GIVEN REQUEST A - Translate this sentence from the post on the cross into Spanish: "Witnesses probably regarded many of the people crucified as deserving of that fate, but Jesus wasn't."

PASSAGE -

+--

Showing posts with label crucifixion of Christ. Show all posts
Showing posts with label crucifixion of Christ. Show all posts

Friday, April 3, 2026

Transforming the Cross from Death to Life

Have you ever gone into a jewelry store to be shown a necklace with a miniature electric chair hanging from it? Of course not. How about a charm bracelet featuring a hangman’s noose? No way, right? Then why do many people proudly wear cross necklaces and bracelets, tee shirts with images of the cross, or even use crosses as wall decorations in their homes?

 

More than 2,000 years ago someone had the brilliant idea (not really) to invent crucifixion, perhaps the most heinous, excruciating form of death ever conceived. In Jesus Christ’s day, seeing criminals being executed by nailing them to a cross wasn’t unusual – just cruel. Not only was it painful beyond imagining, but it also was humiliating and dehumanizing. 

 

Witnesses probably regarded many of the people crucified as deserving of that fate, but Jesus wasn’t. Even Pontius Pilate, the one who had to authorize Jesus’s crucifixion, stated, “I find no basis for a charge against Him” (John 18:38). But the Lord’s death was foreordained, not because He had ever done anything wrong – which He hadn’t – but because there was no other way for God to accomplish once-for-all atonement for the countless sins of mankind.

 

The Israelites understood this from the Torah – which now is part of the Bible’s Old Testament. As God told Moses in instituting ritual animal sacrifices, “For the life of the flesh is in the blood, and I have given it to you to make atonement for your souls upon the altar; for it is the blood that makes atonement for the soul” (Leviticus 17:11).

 

Long before false charges were brought against Jesus to justify His crucifixion, He understood the shedding of His own blood was the ultimate reason He came to earth in human form. Just hours before going through His mock trial on false charges, being cruelly scourged and mocked, and then crucified, Jesus had shared the Passover meal with His disciples. Using the traditional cup of wine symbolically, He told them, “This is My blood of the covenant, which is poured out for many for the forgiveness of sins” (Matthew 26:28).

+--

Records of labeled boxes -
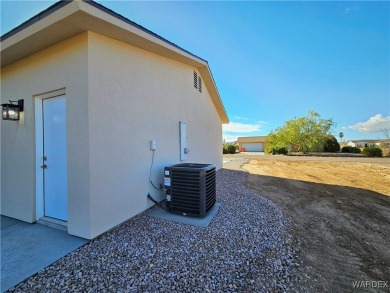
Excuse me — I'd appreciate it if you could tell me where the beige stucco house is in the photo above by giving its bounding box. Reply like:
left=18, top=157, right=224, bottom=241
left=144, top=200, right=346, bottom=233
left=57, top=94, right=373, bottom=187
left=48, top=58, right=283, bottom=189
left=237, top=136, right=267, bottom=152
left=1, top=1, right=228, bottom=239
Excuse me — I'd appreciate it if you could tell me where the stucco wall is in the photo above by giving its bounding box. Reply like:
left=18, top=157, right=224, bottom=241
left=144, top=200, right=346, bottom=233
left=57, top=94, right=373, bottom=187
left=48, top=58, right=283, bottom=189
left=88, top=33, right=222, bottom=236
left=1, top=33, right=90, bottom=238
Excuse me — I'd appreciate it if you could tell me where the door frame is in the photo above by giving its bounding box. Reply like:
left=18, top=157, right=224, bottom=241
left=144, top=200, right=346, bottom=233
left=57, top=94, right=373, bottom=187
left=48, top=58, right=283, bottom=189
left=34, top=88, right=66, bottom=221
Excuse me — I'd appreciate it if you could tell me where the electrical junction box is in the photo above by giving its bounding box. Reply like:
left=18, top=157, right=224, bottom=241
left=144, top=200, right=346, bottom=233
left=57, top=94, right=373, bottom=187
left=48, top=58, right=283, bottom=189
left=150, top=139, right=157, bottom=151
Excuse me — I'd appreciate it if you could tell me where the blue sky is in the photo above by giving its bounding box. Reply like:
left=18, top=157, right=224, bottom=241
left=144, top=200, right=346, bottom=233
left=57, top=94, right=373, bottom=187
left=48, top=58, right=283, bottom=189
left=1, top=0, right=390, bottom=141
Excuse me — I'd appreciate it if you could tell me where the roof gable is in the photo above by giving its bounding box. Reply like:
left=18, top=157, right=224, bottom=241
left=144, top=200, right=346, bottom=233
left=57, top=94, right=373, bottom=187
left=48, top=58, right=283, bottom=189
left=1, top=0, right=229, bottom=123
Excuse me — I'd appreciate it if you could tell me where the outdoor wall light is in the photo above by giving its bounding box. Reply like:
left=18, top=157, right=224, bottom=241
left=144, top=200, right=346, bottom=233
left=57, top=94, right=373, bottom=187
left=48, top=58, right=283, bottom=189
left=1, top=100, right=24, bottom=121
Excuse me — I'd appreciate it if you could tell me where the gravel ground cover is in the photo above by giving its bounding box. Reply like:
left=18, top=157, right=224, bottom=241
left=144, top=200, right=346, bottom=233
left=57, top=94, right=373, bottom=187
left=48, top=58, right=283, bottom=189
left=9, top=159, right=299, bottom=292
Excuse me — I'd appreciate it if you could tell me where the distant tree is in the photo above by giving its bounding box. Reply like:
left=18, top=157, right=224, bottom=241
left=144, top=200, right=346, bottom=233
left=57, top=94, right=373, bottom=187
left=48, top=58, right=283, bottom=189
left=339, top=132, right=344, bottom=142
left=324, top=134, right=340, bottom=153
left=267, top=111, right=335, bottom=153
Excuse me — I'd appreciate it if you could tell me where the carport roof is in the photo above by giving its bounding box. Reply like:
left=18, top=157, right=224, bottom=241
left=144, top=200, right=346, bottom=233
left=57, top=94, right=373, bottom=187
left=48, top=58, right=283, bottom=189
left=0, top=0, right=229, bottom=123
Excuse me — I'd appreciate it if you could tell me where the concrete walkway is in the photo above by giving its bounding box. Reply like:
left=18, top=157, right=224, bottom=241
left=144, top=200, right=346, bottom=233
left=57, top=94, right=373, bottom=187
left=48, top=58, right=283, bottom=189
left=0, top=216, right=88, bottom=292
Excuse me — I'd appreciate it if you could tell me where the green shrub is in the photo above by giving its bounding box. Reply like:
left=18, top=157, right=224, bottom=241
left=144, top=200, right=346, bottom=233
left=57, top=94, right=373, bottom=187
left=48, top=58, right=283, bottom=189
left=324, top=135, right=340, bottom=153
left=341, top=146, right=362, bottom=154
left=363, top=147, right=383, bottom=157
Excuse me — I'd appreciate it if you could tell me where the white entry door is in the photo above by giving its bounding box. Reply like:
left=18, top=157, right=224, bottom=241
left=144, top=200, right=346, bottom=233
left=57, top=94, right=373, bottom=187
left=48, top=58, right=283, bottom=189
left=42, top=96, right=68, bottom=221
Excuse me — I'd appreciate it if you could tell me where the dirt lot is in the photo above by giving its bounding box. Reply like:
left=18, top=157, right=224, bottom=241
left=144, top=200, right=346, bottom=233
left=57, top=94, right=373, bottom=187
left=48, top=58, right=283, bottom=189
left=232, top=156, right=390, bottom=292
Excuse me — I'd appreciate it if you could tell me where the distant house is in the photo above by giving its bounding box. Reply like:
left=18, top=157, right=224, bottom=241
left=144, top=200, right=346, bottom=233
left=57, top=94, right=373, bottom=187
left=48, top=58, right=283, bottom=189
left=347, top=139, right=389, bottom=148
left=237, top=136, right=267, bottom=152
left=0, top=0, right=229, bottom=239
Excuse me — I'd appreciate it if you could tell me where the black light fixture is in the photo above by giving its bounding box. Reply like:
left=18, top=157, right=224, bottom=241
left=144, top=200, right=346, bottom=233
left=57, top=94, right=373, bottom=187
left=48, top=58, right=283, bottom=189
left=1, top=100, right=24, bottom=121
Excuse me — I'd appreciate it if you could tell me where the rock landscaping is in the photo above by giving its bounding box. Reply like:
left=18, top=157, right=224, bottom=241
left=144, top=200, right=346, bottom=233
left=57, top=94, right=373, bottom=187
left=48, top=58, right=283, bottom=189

+--

GIVEN REQUEST B - Report every line of the listing above that contains the word "light".

FULL ANSWER A - Probablemente los testigos consideraban que muchas de las personas crucificadas merecían ese destino, pero Jesús no.

FULL ANSWER B -
Excuse me — I'd appreciate it if you could tell me where the outdoor wall light is in the photo above by giving its bounding box. Reply like:
Excuse me — I'd appreciate it if you could tell me where the black light fixture is in the photo above by giving its bounding box. Reply like:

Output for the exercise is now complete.